Can you reproduce all of the records below word for word, leaving out the pictures?

- [PROVIDED ENTRIES]:
########################################
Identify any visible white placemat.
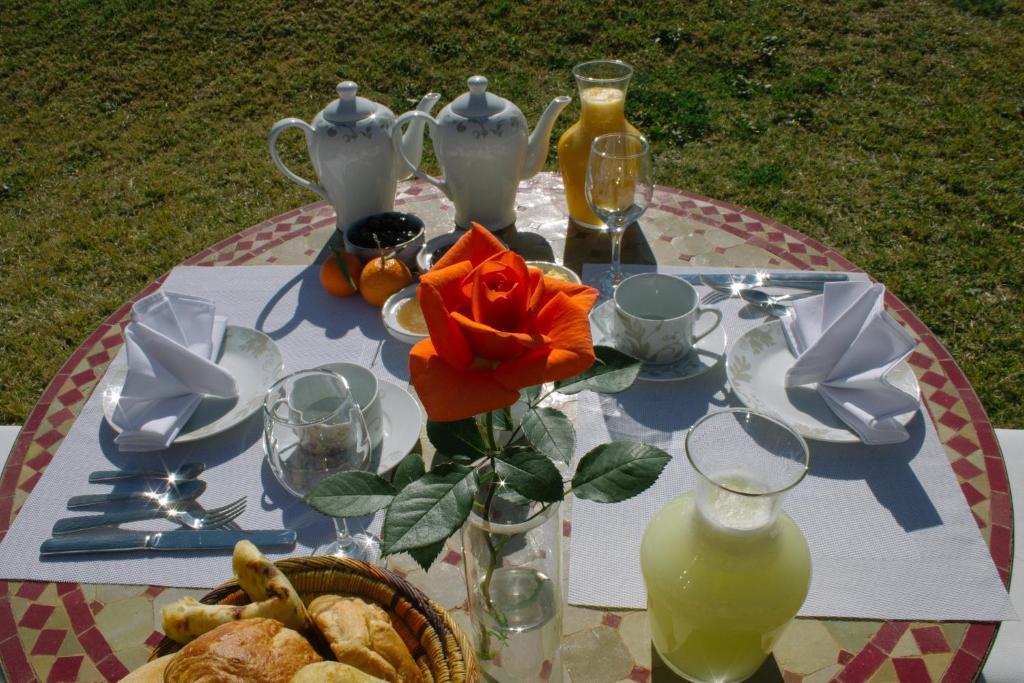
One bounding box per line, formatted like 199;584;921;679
568;266;1015;622
0;266;409;588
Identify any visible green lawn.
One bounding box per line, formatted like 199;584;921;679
0;0;1024;428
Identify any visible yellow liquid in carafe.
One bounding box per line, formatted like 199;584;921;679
558;87;640;227
640;494;811;683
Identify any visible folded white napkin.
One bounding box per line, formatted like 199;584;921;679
781;282;920;445
114;292;239;451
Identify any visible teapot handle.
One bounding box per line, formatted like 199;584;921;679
391;111;452;200
266;119;330;201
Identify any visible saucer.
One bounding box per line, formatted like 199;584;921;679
373;379;425;474
101;325;285;443
725;321;921;443
590;301;726;382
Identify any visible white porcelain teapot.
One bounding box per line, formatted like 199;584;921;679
394;76;569;230
267;81;440;230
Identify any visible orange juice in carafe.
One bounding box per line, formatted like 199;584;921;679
558;61;640;228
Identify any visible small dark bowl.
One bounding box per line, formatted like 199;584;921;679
342;211;426;270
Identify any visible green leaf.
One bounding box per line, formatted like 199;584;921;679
427;417;484;460
555;346;643;393
490;408;512;431
408;539;445;571
495;449;562;503
522;408;575;464
572;441;672;503
305;471;395;517
381;464;478;555
391;452;427;490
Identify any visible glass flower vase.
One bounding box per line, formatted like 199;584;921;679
462;485;562;683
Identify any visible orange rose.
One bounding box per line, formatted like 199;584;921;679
409;223;597;421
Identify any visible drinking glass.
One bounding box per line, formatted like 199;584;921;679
263;370;380;562
584;133;654;298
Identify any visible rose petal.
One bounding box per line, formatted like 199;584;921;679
495;292;594;389
430;222;505;271
462;251;529;332
541;276;599;311
416;263;473;374
409;339;519;422
452;313;548;362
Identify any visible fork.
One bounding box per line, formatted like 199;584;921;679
53;497;246;536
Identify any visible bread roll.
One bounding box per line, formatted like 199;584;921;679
160;541;310;643
292;661;386;683
121;654;174;683
164;618;321;683
309;595;422;683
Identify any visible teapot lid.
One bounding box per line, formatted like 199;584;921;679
451;76;508;119
324;81;379;123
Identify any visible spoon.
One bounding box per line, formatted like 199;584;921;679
700;273;828;296
739;289;814;317
89;463;206;483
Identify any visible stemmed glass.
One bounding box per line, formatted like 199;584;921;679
584;133;654;297
263;370;380;562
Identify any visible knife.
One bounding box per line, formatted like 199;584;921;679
68;479;206;510
39;528;296;555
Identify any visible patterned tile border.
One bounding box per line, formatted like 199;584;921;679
0;174;1013;683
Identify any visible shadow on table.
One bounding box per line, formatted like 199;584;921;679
599;362;731;450
650;645;784;683
259;446;381;552
249;246;388;350
562;218;657;273
810;410;942;531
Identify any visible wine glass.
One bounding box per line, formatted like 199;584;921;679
584;133;654;298
263;370;380;562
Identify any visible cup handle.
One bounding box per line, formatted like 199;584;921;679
391;110;452;200
693;306;722;344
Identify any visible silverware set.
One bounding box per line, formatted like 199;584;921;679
39;463;296;555
699;271;849;317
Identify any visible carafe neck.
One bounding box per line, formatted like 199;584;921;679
694;476;782;538
579;82;628;130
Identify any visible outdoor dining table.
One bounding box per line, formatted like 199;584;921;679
0;173;1013;683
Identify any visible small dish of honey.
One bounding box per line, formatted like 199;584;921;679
381;285;429;344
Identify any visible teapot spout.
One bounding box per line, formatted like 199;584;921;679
519;95;571;180
401;92;441;171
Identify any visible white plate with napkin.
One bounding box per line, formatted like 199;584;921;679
102;292;284;452
726;282;921;444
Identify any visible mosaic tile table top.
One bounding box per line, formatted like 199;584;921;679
0;174;1013;683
########################################
- [EXPECTED OUTPUT]:
Identify any visible white placemat.
One bounding box per line, formatted like 199;584;921;679
568;266;1015;622
0;266;409;588
Identify any visible green lawn.
One bounding box per line, formatted like 199;584;921;679
0;0;1024;428
Identify any visible yellow liquid in carafe.
One bounding box per line, formatted like 199;584;921;679
558;87;640;227
640;494;811;683
Identify any visible folded white napkin.
One bounding box per line, formatted like 199;584;921;679
781;282;920;445
114;292;239;451
Identify any visible teapot handle.
One bounding box per line, formatted like 199;584;921;679
391;111;452;200
266;119;330;201
Identify any visible saucer.
One bounding box per line, formatted like 199;584;921;679
373;379;425;474
101;325;285;443
725;321;921;443
590;301;726;382
Identify any visible white porcelain teapot.
One bounding box per line, formatted like 199;584;921;679
394;76;569;230
267;81;440;230
Identify any visible orange juice in carafe.
One bounding box per line, formatted like 199;584;921;679
558;61;640;228
Identify any visible small dark bowl.
One bounding box per line, formatted like 199;584;921;679
342;211;426;270
Identify any visible green leaf.
One bounding box per line, formatted like 199;584;921;679
427;417;484;460
555;346;643;393
490;408;512;431
408;539;445;571
495;449;562;503
522;408;575;464
572;441;672;503
305;471;395;517
381;464;478;555
391;452;427;490
Identify any visible glass flower vase.
One bounding box per line, formatted like 199;584;921;679
462;485;562;683
Identify any visible orange rose.
One bounding box per line, formatted like 199;584;921;679
409;223;597;421
Identify any visible drinking glass.
One bounding box per line, formatted like 199;584;921;679
263;370;380;562
584;133;654;298
Identify any visible rose petal.
One bounding box per line, formatted like 199;584;921;679
495;292;594;389
430;222;505;271
462;251;529;332
541;276;599;311
416;263;473;374
409;339;519;422
452;313;548;362
Identify any visible fork.
One bounding box per line, formatted like 199;584;921;679
53;497;246;536
Identify any visible bread roll.
One bounding box per line, formatted like 199;584;921;679
160;541;310;643
292;661;386;683
121;654;174;683
164;618;321;683
309;595;422;683
Identify any visible teapot lid.
One bounding box per line, formatted like 199;584;921;679
451;76;508;119
324;81;379;123
Identify any visible spoon.
One bounding box per line, formatted like 199;584;921;679
700;273;828;296
739;289;814;317
89;463;206;483
Identify any visible stemmed glass.
One bounding box per line, formatted like 199;584;921;679
584;133;654;297
263;370;380;562
Identify any visible knife.
One bounding box per line, formatted like 199;584;921;679
68;479;206;510
39;528;296;555
Identify any visible patterned tile border.
One bounding box per line, formatted like 199;584;921;679
0;174;1013;683
Identify any visible shadow on table.
One bounding box per line, formatted like 199;584;921;679
599;362;731;450
650;645;784;683
259;446;381;552
249;246;388;350
562;218;657;273
810;410;942;531
Identify any visible wine glass.
One bounding box per line, formatted like 199;584;921;679
584;133;654;298
263;370;380;562
Identify any visible cup handle.
One bounding box per line, formatted like 199;584;921;679
391;110;452;200
693;306;722;344
Identify any visible silverware set.
One bounding box per line, formatted like 199;584;921;679
39;463;296;555
699;271;849;317
Identify any visible carafe neck.
One bounding box per line, formatted like 199;584;921;679
694;476;782;538
579;82;628;130
Identify any visible outdoor dining table.
One bounding box per line, formatted like 199;584;921;679
0;173;1013;683
Identify any visible small dish of honey.
One bounding box per line, formatted like 199;584;921;679
381;285;429;344
Identify any visible teapot spout.
One bounding box per line, formatted like 199;584;921;679
519;95;571;180
401;92;441;171
Identify any visible white plate with napkin.
One bounding box per line, formatted like 199;584;921;679
102;292;284;452
726;282;921;444
Identify any visible mosaic tile table top.
One bounding box per line, formatted like 199;584;921;679
0;174;1013;683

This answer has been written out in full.